Fernandez has denied the allegations, but her administration has struggled to confront the growing political crisis.

The president initially suggested Nisman had killed himself, then did an about-face a few days later, saying she suspected he had been slain. Authorities now say they are investigating the possibility of suicide or homicide.

Like many Argentines, lawyer Marcelo Lopez rejected the idea that Nisman killed himself.

“I’m worried about the future of my country,” he said, holding a sign that read, “They can’t ‘suicide’ us all.”

In the lead up to the march, the main opposition parties said they planned to participate, making it a hotly contested political issue and adding to intensifying rhetoric from the government.

Fernandez has suggested Nisman was killed by rogue counterintelligence agents and have cast suspicions on Antonio “Jaime” Stiuso, who reportedly oversaw a vast wire-tapping operation before being removed by Fernandez in December.

Stiuso, who had worked with Nisman on his investigation, provided testimony on Wednesday, according to a statement from the office of Viviana Fein, the lead investigator in Nisman’s death. No other details were provided.

Fernandez and other top administration officials also have suggested that the United States and Israel have meddled with Argentina, but have not provided details.

In a speech at nuclear power plant earlier Wednesday, Fernandez referred to letters that Foreign Minister Hector Timerman said he sent Tuesday to his counterparts in the United States and Israel. Timerman said the two countries should not get involved in Argentina’s affairs, but did not provide specifics.

“Some people wanted to play dumb and look the other way,” Fernandez said of the accusations. “I urge all compatriots to read every paragraph of those letters.”

Fernandez, known for populist, fiery speeches, did not elaborate. But she did cast the apparent friction as a battle of economic interests and attempts by other countries to keep Argentina down.

“In reality, they prefer an Argentina without a nuclear plan, an Argentina that does not develop scientifically, an Argentina with low salaries and cheap labor,” she said.

A U.S. Embassy spokesman declined to comment, instead referring to a State Department statement from Tuesday saying the United States had offered assistance in the Nisman investigation. A spokeswoman at the Israeli Embassy also declined to comment.

* **STATED GOAL 1**
Gather every line of the records that contains the string "trousers".

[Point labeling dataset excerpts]
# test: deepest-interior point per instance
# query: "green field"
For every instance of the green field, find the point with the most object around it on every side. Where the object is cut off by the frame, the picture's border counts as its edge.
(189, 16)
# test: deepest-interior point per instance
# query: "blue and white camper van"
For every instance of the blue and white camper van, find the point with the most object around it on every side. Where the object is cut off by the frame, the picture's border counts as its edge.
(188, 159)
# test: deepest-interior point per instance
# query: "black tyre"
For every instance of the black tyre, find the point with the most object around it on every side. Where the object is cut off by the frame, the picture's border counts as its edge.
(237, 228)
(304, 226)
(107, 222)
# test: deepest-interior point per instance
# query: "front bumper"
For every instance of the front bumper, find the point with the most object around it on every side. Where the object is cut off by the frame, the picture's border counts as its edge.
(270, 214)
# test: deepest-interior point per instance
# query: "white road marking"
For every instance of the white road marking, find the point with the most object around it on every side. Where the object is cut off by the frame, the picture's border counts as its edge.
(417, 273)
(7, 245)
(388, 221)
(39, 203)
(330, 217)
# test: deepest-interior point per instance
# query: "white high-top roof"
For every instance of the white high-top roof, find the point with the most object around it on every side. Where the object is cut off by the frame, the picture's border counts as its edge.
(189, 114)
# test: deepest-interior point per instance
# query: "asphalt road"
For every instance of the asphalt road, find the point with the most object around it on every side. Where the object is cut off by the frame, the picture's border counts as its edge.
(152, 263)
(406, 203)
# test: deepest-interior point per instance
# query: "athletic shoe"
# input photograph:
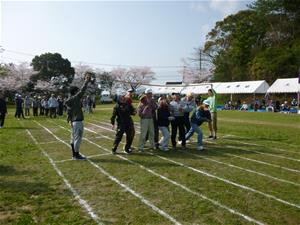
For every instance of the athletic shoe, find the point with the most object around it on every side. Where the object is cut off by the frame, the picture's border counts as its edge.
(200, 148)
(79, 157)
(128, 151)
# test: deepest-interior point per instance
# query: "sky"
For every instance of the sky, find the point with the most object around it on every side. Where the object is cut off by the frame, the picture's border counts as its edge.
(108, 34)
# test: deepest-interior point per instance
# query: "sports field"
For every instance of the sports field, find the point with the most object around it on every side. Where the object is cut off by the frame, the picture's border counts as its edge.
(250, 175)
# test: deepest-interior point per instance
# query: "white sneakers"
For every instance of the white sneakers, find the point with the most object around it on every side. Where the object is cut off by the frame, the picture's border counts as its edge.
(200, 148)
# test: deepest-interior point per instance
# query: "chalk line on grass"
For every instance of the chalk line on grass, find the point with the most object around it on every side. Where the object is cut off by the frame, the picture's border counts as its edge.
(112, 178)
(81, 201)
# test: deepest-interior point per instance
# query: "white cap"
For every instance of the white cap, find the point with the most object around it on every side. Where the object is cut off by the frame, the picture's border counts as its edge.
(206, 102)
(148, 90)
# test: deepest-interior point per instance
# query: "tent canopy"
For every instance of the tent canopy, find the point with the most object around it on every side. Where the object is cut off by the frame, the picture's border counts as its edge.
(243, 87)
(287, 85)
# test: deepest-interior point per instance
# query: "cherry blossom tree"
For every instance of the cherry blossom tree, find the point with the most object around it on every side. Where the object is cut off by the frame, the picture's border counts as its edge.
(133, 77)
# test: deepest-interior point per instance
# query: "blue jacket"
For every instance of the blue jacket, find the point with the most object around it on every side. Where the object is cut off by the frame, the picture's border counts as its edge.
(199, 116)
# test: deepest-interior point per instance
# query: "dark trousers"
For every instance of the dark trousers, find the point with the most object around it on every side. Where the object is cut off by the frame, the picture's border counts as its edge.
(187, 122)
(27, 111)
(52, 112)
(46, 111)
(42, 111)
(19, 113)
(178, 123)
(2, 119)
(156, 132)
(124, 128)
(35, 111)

* **STATED GOAL 2**
According to the article on the Nisman case, who is the lead investigator in Nisman's death?

* **PROBLEM SOLUTION 1**
# query: "dark trousers"
For every instance of the dark trousers, find the point with the most object around it on every side. Where the object is cut off by the frame, the picture's border counts as its edge.

* **PROBLEM SOLUTION 2**
Viviana Fein.